Problem 1: In the text about using the arts to advance social justice, since what year has Out in Africa coordinated the annual Gay and Lesbian Film festival?
Problem 2: From the text about using the arts to advance social justice, pull out the passage that runs from "I was thinking" up to and including "through a photograph.", word for word.

== Text extract

Changing the Story: Using the Arts to Advance Social Justice27 May 2010
In the 2008 film Sin Nombre, the audience follows a young Honduran woman named Sayra as she winds her way through Mexico and into the United States in search of a better life. Her trip is lonely and dangerous, and through her eyes Sin Nombre – or “without name” – humanises the issues of immigration in a way that no policy paper can.
I was thinking about Sin Nombre as the intensity of anti-immigrant rhetoric has escalated in the United States in recent weeks, along with the strong response to it from the advocates Atlantic helps to support. While there are many effective tools to achieve social justice – litigation, organising and policy advocacy – often it is an image or a story that draws you in. Change can happen in the streets, in Congress or at a community meeting, but it can also be sparked in a theatre or through a photograph.
At The Atlantic Philanthropies, we invest in campaigns, institutions, movements and individuals that give voice to the people most affected by injustice. We believe that social change is best brought about by the people who need it the most and that lasting progress comes from building their strength to advocate on their own behalf. The arts can be a powerful path toward these goals, elevating and amplifying the voices of those most affected by injustice.
Through film, theatre, photography, books and other media, we can paint vivid pictures of the conditions in which people live and work, and of their struggle to find solutions. The arts have a unique capacity to raise awareness, build bigger constituencies for social justice and meet people where they are. The arts are also participatory, engaging affected communities directly in advocating for themselves. Think of the gospel music spirituals that were the soundtrack for the civil rights movement, or of the Jacob Riis photographs that exposed persistent poverty in New York City at the turn of the last century.
There are examples of this impact throughout Atlantic’s work around the globe. In South Africa, our grantee, Out in Africa, has coordinated the annual Gay and Lesbian Film festival since 1994. Although lesbians, gays, bisexual and transgender (LGBT) people are promised equality under the South African Constitution, they still experience widespread prejudice. Suicide rates are high; discrimination is common; and violence is frequent – in particular the horrific ritual rape of lesbians. Homophobia in South Africa is a significant challenge – and a focus of Atlantic’s Reconciliation & Human Rights Programme.
In 2004, Out in Africa approached us with a proposal: they wanted to take the film festival on the road, into communities where discrimination was the worst. Our investment extended the reach of the festival throughout South Africa, for satellite screenings, dialogues and mini-festivals. Out in Africa also developed a “video suitcase,” a selection of videos and teaching tools left behind with local grassroots organisations, so they can then organise screenings and discussions on their own.

====
== Extracted information

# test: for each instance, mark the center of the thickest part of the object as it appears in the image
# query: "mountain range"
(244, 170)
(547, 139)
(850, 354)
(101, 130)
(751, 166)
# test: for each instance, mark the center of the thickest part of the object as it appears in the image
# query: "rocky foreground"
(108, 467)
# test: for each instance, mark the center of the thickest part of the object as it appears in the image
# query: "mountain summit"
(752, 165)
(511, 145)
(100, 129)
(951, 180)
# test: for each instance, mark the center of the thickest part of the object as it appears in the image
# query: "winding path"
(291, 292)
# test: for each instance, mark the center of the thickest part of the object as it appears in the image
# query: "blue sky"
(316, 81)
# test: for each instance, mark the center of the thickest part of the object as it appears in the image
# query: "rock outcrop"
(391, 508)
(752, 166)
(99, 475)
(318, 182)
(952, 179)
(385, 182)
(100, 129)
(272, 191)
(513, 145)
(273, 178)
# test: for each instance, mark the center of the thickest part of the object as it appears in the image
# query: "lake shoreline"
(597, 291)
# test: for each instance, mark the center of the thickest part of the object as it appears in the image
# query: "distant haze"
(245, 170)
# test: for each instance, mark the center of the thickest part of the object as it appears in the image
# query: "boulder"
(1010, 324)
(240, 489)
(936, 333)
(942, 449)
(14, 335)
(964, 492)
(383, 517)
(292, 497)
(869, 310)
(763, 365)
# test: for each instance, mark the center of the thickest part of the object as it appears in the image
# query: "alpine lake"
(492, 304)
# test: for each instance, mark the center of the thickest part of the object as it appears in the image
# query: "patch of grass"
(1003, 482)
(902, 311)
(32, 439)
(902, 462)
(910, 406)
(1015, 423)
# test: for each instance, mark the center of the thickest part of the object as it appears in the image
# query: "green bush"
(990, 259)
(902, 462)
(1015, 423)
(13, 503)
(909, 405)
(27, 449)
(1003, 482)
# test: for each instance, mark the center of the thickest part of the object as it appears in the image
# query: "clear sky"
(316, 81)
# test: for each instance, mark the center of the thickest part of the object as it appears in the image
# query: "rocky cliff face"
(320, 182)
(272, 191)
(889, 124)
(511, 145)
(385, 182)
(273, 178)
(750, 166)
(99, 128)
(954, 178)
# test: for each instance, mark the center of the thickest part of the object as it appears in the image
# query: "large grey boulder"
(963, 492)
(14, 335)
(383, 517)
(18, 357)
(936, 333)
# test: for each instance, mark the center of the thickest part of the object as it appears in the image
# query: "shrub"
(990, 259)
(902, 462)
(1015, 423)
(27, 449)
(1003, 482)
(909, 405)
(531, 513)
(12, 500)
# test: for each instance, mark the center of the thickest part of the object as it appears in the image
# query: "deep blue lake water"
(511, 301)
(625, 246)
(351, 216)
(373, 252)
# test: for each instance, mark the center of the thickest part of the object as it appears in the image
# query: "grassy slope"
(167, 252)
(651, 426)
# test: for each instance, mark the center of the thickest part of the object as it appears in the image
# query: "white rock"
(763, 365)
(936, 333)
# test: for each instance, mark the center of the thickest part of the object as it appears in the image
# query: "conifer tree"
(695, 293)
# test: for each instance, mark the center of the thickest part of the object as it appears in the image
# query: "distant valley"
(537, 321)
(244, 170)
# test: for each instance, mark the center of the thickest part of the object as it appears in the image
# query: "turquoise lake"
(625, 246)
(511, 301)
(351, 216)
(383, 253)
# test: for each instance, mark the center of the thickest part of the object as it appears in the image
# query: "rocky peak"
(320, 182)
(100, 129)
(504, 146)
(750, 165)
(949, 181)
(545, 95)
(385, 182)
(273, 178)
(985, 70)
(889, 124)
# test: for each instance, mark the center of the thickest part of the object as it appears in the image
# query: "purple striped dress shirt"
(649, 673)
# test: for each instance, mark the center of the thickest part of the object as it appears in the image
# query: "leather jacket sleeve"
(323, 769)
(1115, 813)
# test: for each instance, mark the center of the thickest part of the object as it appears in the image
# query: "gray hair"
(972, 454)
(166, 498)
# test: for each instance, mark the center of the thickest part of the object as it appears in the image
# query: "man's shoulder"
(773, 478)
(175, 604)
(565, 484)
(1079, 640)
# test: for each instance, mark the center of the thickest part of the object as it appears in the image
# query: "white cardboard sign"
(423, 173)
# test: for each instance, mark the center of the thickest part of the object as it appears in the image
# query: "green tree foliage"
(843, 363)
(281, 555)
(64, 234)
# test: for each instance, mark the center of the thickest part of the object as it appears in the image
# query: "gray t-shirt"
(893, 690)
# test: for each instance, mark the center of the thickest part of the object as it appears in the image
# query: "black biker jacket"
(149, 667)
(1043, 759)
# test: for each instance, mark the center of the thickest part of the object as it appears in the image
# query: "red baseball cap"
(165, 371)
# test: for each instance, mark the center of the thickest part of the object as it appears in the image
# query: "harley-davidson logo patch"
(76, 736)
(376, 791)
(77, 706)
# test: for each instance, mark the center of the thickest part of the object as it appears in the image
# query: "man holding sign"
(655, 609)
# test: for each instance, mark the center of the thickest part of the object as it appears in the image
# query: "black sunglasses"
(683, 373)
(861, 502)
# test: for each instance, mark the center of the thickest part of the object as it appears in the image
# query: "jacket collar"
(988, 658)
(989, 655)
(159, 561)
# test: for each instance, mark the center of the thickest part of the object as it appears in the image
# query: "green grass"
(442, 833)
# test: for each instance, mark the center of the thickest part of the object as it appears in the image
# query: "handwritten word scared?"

====

Complete response 1: Since 1994.

Complete response 2:
I was thinking about Sin Nombre as the intensity of anti-immigrant rhetoric has escalated in the United States in recent weeks, along with the strong response to it from the advocates Atlantic helps to support. While there are many effective tools to achieve social justice – litigation, organising and policy advocacy – often it is an image or a story that draws you in. Change can happen in the streets, in Congress or at a community meeting, but it can also be sparked in a theatre or through a photograph.